### PASSAGE TO READ
╔══

I remember calibrating an 8 year old Sony CRT and it looked amazing afterwards, some that saw it said it looked like a new TV...better than I coudl have expected. After calibrating my Panny plasma I have one of the most natural pictures I've ever seen.


That's the short version. Here's the long version if you want more info.

When you go to a store and look at TVs, you'll noticed they all look a bit different. To achieve that difference manufacturers mess with settings in hopes of making their TV look better to you. In reality, they're just ruining the picture...problem is most have never seen a calibrated picture and like the overly bright and contrasty image with huge color issues. Samsungs and Sonys for example tend to be much too red out of the box while Sharps are too Green.

However, the point of any TV is to display the material as close to its original form as possible. You want the TV to be as close to the standard in which the movie was recorded in, in our case NTSC. So using reference screens and a blue color filter you change your settings until the screens look correct. My Panny was a little too green even in the cinema mode. The brightness was too low as well. Obviously getting the colors right makes skin tones most importantly look real. I absolutely hate TVs where everyone looks sunburned...drives me crazy. You can also see a TV that's too red have pink clouds instead of white ones, quite annoying.

By setting brightness you're messing with the black levels of the TV. Too dark and you're going to lose black detail as well as vividness, too bright and you'll end up with a washed out image as you lose colors. Black levels are the most important aspect of a TV imo so setting the brightness properly is absolutely vital. It is the reason CRTs can still give you one of the best pictures possible, they have the darkest blacks.

Contrast controls white level. Too high and you lose white detail, too low and it won't be vivid enough. Setting contrast with a DVD is the hardest part as it is pretty much impossibly to get perfect without professional equipment. However, you can get it close and it makes a huge impact on the picture. Everyone likes a vivid image, so you want to get the image as vivid as possible without crushing white detail. Contrast and brightness are often linked, so you should always double check the other when changing one of them.

lol, I've started to ramble...hoped it helped






I use DVE as it's cheaper. AVIA is a bit easier to use, but they both do the same thing in the end. I highly recommend it, $20 well worth it.

╚══

### INSTRUCTION A
In the post on TV calibration, edit the part that opens with the words containing "When you go" and closes with "are too Green.", replacing "store" with "showroom".
### INSTRUCTION B
According to the post on TV calibration, which TV brands tend to be much too red out of the box?
The records are separate material and have no connection to the post on TV calibration.

(Rows from a dataset)
╔══

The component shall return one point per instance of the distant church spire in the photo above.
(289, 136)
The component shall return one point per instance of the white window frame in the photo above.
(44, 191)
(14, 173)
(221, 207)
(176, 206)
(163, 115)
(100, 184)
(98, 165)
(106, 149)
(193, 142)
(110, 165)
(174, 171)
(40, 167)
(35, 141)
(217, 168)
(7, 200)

╚══

### EXERCISE OUTPUT A
When you go to a showroom and look at TVs, you'll noticed they all look a bit different. To achieve that difference manufacturers mess with settings in hopes of making their TV look better to you. In reality, they're just ruining the picture...problem is most have never seen a calibrated picture and like the overly bright and contrasty image with huge color issues. Samsungs and Sonys for example tend to be much too red out of the box while Sharps are too Green.

### EXERCISE OUTPUT B
Samsungs and Sonys.